Work instructions: Your task is to print all of the data word for word.

··· Data records

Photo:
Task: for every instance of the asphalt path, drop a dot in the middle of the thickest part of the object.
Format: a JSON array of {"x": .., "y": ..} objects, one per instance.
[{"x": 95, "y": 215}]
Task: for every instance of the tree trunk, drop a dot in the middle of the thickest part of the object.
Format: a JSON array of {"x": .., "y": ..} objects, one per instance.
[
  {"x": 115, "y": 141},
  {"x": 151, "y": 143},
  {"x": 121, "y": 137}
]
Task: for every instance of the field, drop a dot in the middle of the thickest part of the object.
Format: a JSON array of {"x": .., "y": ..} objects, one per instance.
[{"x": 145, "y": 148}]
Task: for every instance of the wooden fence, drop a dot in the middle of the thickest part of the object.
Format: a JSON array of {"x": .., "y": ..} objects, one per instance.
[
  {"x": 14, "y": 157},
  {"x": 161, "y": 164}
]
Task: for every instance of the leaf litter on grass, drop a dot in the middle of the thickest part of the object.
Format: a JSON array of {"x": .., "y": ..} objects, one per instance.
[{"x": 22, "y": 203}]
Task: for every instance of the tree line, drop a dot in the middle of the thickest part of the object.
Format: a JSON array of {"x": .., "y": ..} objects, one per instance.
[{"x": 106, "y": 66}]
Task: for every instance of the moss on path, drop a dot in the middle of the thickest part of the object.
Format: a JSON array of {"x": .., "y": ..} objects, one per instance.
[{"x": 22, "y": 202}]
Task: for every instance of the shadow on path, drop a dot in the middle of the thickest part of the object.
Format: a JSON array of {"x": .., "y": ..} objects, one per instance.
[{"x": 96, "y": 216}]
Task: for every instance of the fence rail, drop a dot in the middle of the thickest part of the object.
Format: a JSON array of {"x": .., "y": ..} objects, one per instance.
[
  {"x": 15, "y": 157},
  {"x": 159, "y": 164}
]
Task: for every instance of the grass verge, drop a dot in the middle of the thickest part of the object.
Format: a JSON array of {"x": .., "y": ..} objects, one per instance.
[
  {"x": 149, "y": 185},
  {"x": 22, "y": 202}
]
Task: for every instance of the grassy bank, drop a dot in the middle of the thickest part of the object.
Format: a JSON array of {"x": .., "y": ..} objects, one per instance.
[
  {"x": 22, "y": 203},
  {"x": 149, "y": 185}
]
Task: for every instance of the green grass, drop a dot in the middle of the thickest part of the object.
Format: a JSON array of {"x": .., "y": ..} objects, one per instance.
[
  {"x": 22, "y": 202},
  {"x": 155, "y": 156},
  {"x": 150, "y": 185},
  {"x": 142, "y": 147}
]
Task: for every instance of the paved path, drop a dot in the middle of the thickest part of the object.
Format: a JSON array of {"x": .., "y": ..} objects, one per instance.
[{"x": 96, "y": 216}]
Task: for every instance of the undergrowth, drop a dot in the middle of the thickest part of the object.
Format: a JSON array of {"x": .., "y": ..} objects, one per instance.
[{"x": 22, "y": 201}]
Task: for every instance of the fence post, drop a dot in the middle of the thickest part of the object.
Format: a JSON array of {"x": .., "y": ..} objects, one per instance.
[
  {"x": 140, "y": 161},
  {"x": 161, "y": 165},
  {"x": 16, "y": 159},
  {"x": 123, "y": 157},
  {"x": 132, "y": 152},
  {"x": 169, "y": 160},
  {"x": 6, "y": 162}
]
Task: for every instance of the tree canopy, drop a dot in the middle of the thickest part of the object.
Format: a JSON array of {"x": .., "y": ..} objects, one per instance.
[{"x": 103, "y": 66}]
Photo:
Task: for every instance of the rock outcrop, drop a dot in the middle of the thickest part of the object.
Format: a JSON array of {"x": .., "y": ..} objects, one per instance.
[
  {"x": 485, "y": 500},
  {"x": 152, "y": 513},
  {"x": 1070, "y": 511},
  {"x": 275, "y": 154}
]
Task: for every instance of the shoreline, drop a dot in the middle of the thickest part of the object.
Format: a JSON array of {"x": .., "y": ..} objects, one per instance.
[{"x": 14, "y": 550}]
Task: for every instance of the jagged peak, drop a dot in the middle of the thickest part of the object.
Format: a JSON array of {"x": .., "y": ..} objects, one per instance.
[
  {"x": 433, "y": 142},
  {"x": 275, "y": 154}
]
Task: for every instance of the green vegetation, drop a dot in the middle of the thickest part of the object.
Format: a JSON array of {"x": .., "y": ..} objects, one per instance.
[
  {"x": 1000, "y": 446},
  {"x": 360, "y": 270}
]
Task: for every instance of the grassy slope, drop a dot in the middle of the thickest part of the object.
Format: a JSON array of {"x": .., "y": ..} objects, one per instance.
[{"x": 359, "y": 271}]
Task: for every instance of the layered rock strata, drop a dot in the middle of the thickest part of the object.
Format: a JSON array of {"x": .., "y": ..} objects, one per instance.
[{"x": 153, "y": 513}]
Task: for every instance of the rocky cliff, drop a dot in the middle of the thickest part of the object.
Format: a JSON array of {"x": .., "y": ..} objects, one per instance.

······

Solution to this problem:
Photo:
Task: for every instance of the asphalt path, drop a dot in the middle of the thickest part of the object.
Format: a JSON array of {"x": .., "y": ..} objects, one per instance.
[{"x": 95, "y": 215}]
Task: for every instance of the tree trunk, drop a dot in the middle of the thickest part of the object.
Format: a JSON array of {"x": .., "y": ..} objects, one per instance.
[
  {"x": 115, "y": 141},
  {"x": 151, "y": 143},
  {"x": 121, "y": 137}
]
Task: for every instance of the field, drop a dot in the middle of the thickest part of the object.
Format: a JSON array of {"x": .., "y": ..} objects, one per instance.
[{"x": 145, "y": 148}]
Task: for every instance of the wooden fence, drop a dot in the middle of the thickest part of the object.
Format: a JSON array of {"x": .., "y": ..} objects, one per instance.
[
  {"x": 14, "y": 157},
  {"x": 161, "y": 164}
]
Task: for every instance of the leaf litter on grass, drop a dot in the middle of the thickest part of the object.
Format: a JSON array of {"x": .., "y": ..} objects, one per instance.
[{"x": 22, "y": 203}]
Task: for every instance of the tree line, drop a dot in the middle of the thickest part of the object.
Format: a JSON array of {"x": .., "y": ..} objects, one per instance.
[{"x": 106, "y": 66}]
Task: for every instance of the moss on path, drop a dot in the middle of the thickest part of the object.
Format: a JSON array of {"x": .., "y": ..} objects, one per instance.
[{"x": 22, "y": 202}]
Task: for every instance of the shadow on path, drop a dot in the middle of the thickest part of the object.
Format: a JSON array of {"x": .., "y": ..} objects, one per instance.
[{"x": 96, "y": 216}]
Task: for every instance of the fence rail, drop a dot in the middle of the thickest part of the object.
Format: a JSON array of {"x": .., "y": ..} objects, one per instance.
[
  {"x": 15, "y": 157},
  {"x": 159, "y": 164}
]
Task: for every instance of the grass verge, drop a dot in the middle of the thickest part of the object.
Format: a JSON array of {"x": .., "y": ..} objects, one per instance.
[
  {"x": 149, "y": 185},
  {"x": 22, "y": 202}
]
Task: for every instance of the grassy bank, drop a dot in the middle of the thickest part of the object.
Format: a JSON array of {"x": .., "y": ..} objects, one per instance.
[
  {"x": 22, "y": 203},
  {"x": 149, "y": 185}
]
Task: for every instance of the green grass, drop a dot in the middle of the thickest part of the object.
Format: a JSON array of {"x": .., "y": ..} objects, one per instance.
[
  {"x": 22, "y": 202},
  {"x": 155, "y": 156},
  {"x": 150, "y": 185},
  {"x": 142, "y": 147}
]
Task: for every instance of the paved path, drop a dot in the middle of the thickest part of the object.
Format: a JSON array of {"x": .., "y": ..} objects, one per instance.
[{"x": 96, "y": 216}]
Task: for every instance of the undergrowth, drop a dot in the middle of the thickest part of the object.
Format: a JSON array of {"x": .., "y": ..} objects, one per instance.
[{"x": 22, "y": 201}]
Task: for every instance of the fence post, drop a dot in the middle of the thickest part of the object.
Format: a JSON array of {"x": .., "y": ..} objects, one per instance.
[
  {"x": 140, "y": 161},
  {"x": 161, "y": 165},
  {"x": 16, "y": 159},
  {"x": 123, "y": 157},
  {"x": 132, "y": 152},
  {"x": 169, "y": 160},
  {"x": 6, "y": 162}
]
Task: for every instance of the tree canopy, drop a dot in the middle of the thickest part of the object.
Format: a JSON array of {"x": .., "y": ..} objects, one per instance.
[{"x": 103, "y": 66}]
Photo:
Task: for every instance of the rock outcrop, drop a dot in the middle of the thickest part of the object.
Format: a JSON array of {"x": .., "y": ..} objects, one per instance.
[
  {"x": 485, "y": 500},
  {"x": 152, "y": 513},
  {"x": 1070, "y": 511},
  {"x": 275, "y": 154}
]
Task: for every instance of the shoreline, drop a dot in the middle of the thickest part of the object.
Format: a JSON array of {"x": .., "y": ..} objects, one per instance.
[{"x": 14, "y": 550}]
Task: for every instance of the jagged peak, drop a dot in the middle of the thickest part of the object.
Format: a JSON array of {"x": .., "y": ..} objects, one per instance.
[
  {"x": 433, "y": 142},
  {"x": 275, "y": 154}
]
Task: for every instance of the green vegetation, drop a dot in the middle of the thickest part of the object.
Format: a JSON array of {"x": .., "y": ..} objects, one per instance.
[
  {"x": 1000, "y": 446},
  {"x": 360, "y": 270}
]
Task: for every instance of the grassy slope, drop a dot in the middle of the thickest part of the object.
Format: a JSON array of {"x": .., "y": ..} objects, one per instance.
[{"x": 359, "y": 271}]
Task: for every instance of the layered rock strata, drop a dot in the middle of the thickest part of the object.
Format: a JSON array of {"x": .., "y": ..} objects, one per instance.
[{"x": 153, "y": 513}]
Task: for every instance of the rocky cliff, drop a dot in the middle of the thickest part of the object.
Format: a JSON array of {"x": .., "y": ..} objects, one per instance.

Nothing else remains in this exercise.